> _Texte fourni_:
▽

Différencialiste ou ethnique…la philosophie africaine souffrirait d’une réelle crise d’identité, et face à elle l’Occident apparaît comme le mal absolu, responsable d’une philosophie africaine introuvable. C’est une des raisons qui conduit à envisager la philosophie africaine sous un autre angle.
Séverine Kodjo-Grandvaux présente le travail de traduction du philosophe Wiredu. Selon ce dernier la philosophie ne doit s’enfermer ni dans un universalisme qui exclut, ni dans un particularisme identitaire, également exclusif, sans quoi aucun dialogue n’est alors possible entre l’Occident et l’Afrique. Il pose ainsi l’existence de « particuliers universels » rendant possible l’humanité. Ils « expriment […]la diversité humaine à travers l’application singulière à chaque société ». Comment articuler l’un au multiple ? A trop historiciser, on finit peut-être par oublier l’histoire des abeilles dans le Ménon de Platon…qui se posait finalement la même question :
« Il paraît, Menon, que j'ai un bonheur singulier : je ne te demande qu'une seule vertu, et tu m'en donnes un essaim tout entier. Mais, pour continuer l'image empruntée [72b] aux essaims, si, t'ayant demandé quelle est la nature de l'abeille, tu m'eusses répondu qu'il y a beaucoup d'abeilles et de plusieurs espèces, que m'aurais-tu dit, si je t'avais demandé encore : Est-ce précisément comme abeilles que tu dis qu'elles sont en grand nombre, dé plusieurs espèces et différentes entre elles? où ne diffèrent-elles en rien comme abeilles, mais à d'autres égards, par exemple, par la beauté, la grandeur, ou d'autres qualités semblables? Dis-moi, quelle eût été la réponse à cette question ? MENON : J'aurais dit que les abeilles, en tant qu'abeilles, ne sont pas différentes l'une de l'autre. [72c] SOCRATE : Si j'avais ajouté : Menon, dis-moi, je te prie en quoi consiste ce par où les abeilles ne diffèrent point entre elles, et sont toutes la même chose; aurais-tu été en état de me satisfaire?MENON : Sans doute. »
Revenons au livre. La philosophie africaine doit se séparer de toute fixité identitaire, se mettre en mouvement, refusant toute sacralisation du passé. Un va-et-vient, une « traversée » écrit Séverine Kodjo-Grandvaux, multipliant les images afin de préciser une approche qu’une étude plus approfondie rapprocherait peut-être de Hegel. Le mouvement par lequel l'universel se nie pour devenir particulier, n’est-ce pas la définition que Hegel donne du concept ?

△

> _Matériel fourni_:
▽

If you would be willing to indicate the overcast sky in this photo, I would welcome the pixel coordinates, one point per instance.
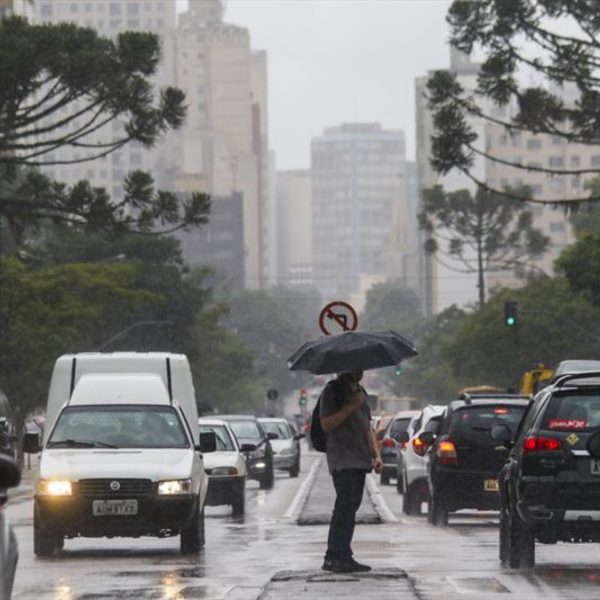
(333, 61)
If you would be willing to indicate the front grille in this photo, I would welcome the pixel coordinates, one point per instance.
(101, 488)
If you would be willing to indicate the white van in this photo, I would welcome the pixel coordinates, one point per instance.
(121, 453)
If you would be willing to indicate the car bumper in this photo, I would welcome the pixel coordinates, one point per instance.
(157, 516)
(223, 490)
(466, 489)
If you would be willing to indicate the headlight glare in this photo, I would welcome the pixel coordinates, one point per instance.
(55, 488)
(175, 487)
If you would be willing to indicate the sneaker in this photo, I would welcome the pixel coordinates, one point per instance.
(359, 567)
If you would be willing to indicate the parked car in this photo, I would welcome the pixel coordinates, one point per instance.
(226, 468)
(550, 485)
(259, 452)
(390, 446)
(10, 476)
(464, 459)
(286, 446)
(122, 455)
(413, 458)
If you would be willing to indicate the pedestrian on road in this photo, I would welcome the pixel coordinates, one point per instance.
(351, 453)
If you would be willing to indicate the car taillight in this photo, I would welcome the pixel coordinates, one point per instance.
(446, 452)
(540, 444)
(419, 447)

△
▽

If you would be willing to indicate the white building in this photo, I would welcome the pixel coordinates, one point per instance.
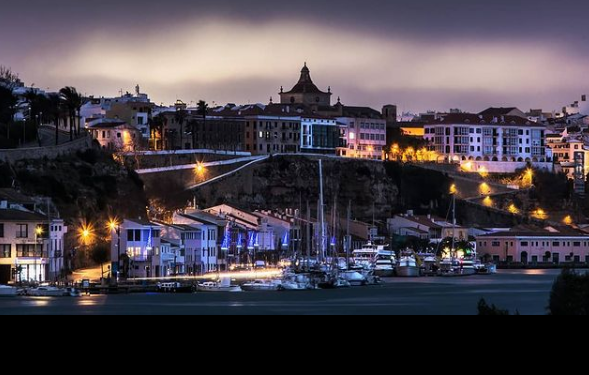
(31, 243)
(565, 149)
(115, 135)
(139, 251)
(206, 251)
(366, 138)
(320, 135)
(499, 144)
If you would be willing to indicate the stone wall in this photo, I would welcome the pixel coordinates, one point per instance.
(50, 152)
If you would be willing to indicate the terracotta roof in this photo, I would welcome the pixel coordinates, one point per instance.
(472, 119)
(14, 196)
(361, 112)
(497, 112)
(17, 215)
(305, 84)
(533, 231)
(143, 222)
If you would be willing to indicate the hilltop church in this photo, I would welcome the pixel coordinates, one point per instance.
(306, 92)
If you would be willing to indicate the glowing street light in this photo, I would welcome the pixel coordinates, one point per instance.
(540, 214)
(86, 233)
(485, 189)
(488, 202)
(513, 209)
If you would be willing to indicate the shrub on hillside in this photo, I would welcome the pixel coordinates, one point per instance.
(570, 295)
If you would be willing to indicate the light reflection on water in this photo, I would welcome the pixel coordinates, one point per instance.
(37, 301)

△

> _Consigne_:
Recopiez à l'identique le passage du texte fourni qui commence à « Revenons au livre. » et se termine à « du concept ? ». La liste ci-dessus constitue un matériau distinct du texte fourni.

> _Réponse à l'exercice_:
Revenons au livre. La philosophie africaine doit se séparer de toute fixité identitaire, se mettre en mouvement, refusant toute sacralisation du passé. Un va-et-vient, une « traversée » écrit Séverine Kodjo-Grandvaux, multipliant les images afin de préciser une approche qu’une étude plus approfondie rapprocherait peut-être de Hegel. Le mouvement par lequel l'universel se nie pour devenir particulier, n’est-ce pas la définition que Hegel donne du concept ?